▶ Provided passage:
Sen. Rick Scott (R-FL) came out swinging on Tuesday with perhaps the most disingenuous argument against it yet. 

“Who hurts, gets hurt? Poor families,” Scott said on Fox News. “They’re not helping poor families with this, they’re hurting poor families.” 

The package is directly targeted at low-income people and families, and researchers have already found that it will profoundly lower the poverty rate. Columbia University’s Center on Poverty and Social Policy found that it would halve child poverty and reduce adult poverty by a quarter. A new study from the Urban Institute found that the package would reduce the overall poverty rate in 2021 by more than a third, specifically lowering the rate by 42 percent for Black people, 39 percent for Hispanic people and 34 percent for white people.  

While Scott’s may be the most blatantly false attack, Republicans have been all over the map in their half-hearted attempts to characterize it as bad.

▶ Supplied data:
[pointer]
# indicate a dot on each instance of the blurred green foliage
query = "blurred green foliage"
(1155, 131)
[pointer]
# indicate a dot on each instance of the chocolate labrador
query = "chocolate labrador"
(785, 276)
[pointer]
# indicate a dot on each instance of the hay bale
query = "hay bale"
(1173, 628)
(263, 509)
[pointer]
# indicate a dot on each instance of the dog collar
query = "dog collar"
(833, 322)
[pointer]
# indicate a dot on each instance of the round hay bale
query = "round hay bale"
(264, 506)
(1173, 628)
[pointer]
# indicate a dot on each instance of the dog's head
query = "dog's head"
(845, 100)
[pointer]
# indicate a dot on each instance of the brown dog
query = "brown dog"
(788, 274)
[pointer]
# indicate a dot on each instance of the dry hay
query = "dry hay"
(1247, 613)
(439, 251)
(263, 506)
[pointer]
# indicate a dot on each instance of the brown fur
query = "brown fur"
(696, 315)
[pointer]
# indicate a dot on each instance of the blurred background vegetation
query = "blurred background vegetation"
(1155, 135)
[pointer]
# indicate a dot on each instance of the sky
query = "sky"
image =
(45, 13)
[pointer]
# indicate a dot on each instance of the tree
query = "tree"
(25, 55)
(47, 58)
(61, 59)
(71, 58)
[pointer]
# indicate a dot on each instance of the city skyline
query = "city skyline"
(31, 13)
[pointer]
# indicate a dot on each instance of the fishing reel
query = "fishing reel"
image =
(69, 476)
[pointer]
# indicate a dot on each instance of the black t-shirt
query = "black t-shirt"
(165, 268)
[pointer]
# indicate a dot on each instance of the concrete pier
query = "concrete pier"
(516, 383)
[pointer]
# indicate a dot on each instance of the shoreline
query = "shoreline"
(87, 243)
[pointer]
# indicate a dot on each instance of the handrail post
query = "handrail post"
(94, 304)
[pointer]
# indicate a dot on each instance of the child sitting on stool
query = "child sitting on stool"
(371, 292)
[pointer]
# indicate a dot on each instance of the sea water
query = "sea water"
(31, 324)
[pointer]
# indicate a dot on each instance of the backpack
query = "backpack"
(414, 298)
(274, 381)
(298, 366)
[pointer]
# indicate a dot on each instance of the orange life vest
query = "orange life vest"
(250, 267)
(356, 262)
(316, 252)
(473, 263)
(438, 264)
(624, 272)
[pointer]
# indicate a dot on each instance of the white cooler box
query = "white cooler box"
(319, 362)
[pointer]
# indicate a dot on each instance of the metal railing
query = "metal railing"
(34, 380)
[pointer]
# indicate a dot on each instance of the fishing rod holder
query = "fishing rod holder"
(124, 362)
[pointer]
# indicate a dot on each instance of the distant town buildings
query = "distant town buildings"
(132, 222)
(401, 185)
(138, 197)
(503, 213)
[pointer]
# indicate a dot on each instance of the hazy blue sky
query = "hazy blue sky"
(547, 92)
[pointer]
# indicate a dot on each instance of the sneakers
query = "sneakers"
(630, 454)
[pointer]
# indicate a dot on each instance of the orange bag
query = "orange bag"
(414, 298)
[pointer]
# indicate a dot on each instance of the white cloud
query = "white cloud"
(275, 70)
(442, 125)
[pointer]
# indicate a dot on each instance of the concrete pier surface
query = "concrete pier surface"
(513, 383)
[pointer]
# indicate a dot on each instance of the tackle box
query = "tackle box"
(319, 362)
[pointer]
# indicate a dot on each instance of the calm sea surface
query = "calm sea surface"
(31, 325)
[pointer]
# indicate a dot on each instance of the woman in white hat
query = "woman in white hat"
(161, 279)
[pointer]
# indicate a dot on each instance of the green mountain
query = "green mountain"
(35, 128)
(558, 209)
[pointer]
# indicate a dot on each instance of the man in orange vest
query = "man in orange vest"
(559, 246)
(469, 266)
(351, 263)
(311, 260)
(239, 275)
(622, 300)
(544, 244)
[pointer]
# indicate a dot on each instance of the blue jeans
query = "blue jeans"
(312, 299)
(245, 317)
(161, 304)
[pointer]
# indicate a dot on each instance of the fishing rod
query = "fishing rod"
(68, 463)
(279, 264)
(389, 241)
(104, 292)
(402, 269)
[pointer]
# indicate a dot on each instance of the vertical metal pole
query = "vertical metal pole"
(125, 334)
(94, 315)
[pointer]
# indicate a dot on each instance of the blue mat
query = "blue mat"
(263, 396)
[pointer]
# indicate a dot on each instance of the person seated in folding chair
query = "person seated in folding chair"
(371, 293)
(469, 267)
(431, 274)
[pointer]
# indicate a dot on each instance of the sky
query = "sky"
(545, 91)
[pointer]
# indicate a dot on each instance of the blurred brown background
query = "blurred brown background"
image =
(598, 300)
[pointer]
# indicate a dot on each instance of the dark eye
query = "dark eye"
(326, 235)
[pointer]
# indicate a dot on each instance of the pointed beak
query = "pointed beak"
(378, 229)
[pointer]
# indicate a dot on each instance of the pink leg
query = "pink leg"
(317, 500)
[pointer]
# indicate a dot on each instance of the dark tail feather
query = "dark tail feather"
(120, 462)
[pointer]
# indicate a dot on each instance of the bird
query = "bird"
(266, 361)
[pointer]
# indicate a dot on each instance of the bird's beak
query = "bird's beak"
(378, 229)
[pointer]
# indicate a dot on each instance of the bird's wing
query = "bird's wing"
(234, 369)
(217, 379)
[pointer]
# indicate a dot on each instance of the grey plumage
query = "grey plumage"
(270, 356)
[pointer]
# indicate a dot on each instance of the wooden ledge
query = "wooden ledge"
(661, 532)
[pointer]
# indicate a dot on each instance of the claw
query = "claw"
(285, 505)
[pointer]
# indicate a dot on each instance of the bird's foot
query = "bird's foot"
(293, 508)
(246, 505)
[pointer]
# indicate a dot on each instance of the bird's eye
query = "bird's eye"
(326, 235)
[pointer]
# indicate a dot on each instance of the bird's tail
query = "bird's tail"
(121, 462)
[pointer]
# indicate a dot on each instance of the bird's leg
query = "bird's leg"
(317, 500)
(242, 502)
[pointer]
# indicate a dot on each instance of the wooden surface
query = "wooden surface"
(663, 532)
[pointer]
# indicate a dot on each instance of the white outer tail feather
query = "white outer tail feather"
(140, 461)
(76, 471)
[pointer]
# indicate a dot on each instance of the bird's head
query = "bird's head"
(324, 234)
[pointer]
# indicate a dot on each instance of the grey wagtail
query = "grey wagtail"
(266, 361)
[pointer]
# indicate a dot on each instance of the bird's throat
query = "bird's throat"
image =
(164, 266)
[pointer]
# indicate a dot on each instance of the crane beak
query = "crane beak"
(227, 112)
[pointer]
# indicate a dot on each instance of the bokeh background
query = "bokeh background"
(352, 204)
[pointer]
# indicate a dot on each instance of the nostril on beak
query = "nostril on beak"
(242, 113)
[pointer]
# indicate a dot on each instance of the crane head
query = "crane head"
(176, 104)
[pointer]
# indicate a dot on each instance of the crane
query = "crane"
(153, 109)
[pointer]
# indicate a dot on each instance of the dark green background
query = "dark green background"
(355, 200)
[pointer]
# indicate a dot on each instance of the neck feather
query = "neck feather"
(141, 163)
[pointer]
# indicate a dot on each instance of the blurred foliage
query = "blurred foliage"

▶ What to do:
a) From the passage about Sen. Rick Scott's argument, list each group for which the Urban Institute study gave a percentage drop in the poverty rate, with its percentage.
b) According to the passage about Sen. Rick Scott's argument, what did Columbia University's Center on Poverty and Social Policy find the package would do to child poverty?
c) Write out the part of the passage about Sen. Rick Scott's argument starting at "While Scott’s may" and ending at "characterize it as bad.", word for word.

▶ Answer list:
a)
Black people: 42 percent
Hispanic people: 39 percent
White people: 34 percent

b) It would halve child poverty.

c)
While Scott’s may be the most blatantly false attack, Republicans have been all over the map in their half-hearted attempts to characterize it as bad.